* _Exercise requirements_: Give the lines of the material verbatim, from the first line to the line with "box: [1792, 224, 1984, 674]", including both.

┄┄┄┄┄┄┄┄┄┄

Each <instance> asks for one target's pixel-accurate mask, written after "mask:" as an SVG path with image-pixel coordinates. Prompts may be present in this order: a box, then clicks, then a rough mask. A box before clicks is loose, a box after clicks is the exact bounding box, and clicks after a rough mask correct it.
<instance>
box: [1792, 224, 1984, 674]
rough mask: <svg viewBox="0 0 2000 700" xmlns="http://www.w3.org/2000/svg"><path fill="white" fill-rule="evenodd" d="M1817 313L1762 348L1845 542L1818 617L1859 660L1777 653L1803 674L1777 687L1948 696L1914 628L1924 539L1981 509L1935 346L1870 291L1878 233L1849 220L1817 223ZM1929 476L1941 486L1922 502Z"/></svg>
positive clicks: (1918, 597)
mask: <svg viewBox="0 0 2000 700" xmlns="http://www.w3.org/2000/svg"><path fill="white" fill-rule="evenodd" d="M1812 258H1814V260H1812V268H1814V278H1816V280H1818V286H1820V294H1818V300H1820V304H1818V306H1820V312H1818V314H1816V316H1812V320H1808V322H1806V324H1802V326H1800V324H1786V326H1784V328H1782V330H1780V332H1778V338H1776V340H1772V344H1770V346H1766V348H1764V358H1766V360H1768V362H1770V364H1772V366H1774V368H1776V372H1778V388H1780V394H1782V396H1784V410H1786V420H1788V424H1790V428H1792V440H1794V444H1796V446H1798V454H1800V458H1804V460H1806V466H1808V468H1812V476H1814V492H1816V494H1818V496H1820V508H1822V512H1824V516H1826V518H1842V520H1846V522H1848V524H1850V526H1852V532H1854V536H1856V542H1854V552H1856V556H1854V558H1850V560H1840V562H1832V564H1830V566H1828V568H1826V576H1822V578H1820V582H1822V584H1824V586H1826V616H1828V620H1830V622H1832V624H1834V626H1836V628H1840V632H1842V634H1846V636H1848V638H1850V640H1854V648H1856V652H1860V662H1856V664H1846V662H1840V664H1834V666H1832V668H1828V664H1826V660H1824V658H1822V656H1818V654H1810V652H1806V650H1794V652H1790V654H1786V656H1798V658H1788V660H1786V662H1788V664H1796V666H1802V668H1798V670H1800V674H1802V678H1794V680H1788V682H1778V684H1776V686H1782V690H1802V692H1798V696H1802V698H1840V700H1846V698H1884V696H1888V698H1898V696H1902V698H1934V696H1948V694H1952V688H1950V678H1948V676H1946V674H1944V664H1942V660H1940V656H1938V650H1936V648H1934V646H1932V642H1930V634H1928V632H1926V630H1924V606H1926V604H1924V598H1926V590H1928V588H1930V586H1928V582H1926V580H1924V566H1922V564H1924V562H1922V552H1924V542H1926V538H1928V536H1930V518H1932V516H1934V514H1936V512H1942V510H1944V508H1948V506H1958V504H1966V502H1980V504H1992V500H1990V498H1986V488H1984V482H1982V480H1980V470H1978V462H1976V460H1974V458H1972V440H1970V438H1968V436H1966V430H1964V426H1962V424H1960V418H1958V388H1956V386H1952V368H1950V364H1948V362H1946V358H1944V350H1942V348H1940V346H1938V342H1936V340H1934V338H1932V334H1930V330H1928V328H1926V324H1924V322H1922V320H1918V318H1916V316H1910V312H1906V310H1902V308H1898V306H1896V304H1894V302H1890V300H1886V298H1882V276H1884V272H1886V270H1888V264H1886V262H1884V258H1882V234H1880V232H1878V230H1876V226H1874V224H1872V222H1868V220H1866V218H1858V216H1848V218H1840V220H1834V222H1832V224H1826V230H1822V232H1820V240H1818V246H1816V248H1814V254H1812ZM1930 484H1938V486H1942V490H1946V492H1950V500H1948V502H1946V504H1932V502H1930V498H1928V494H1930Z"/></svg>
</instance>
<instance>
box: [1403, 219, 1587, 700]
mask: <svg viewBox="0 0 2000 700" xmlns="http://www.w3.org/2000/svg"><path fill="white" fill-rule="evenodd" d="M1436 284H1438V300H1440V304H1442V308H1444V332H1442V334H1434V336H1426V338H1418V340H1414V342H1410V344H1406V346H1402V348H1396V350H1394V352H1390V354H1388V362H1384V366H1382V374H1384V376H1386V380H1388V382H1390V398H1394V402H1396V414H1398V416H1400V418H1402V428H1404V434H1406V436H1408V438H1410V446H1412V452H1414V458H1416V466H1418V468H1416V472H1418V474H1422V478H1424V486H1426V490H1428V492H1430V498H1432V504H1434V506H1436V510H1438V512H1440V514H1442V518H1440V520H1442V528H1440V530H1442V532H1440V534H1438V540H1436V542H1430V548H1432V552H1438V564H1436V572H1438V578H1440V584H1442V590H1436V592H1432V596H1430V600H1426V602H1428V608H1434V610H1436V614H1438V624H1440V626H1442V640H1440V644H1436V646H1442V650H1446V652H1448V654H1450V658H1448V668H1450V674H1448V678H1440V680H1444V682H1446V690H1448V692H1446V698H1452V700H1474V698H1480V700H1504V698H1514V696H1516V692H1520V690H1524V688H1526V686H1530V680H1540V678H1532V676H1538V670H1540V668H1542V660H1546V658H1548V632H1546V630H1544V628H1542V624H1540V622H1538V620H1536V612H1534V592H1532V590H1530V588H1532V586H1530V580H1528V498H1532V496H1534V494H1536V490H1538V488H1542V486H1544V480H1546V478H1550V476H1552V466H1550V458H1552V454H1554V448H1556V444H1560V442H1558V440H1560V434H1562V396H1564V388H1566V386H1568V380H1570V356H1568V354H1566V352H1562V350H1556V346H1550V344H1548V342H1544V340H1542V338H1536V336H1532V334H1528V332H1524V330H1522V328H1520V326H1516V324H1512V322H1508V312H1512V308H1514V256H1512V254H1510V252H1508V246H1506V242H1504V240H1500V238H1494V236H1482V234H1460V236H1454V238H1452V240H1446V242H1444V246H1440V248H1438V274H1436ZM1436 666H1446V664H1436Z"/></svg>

┄┄┄┄┄┄┄┄┄┄

* _Answer to this exercise_:
Each <instance> asks for one target's pixel-accurate mask, written after "mask:" as an SVG path with image-pixel coordinates. Prompts may be present in this order: a box, then clicks, then a rough mask. A box before clicks is loose, a box after clicks is the exact bounding box, and clicks after a rough mask correct it.
<instance>
box: [1792, 224, 1984, 674]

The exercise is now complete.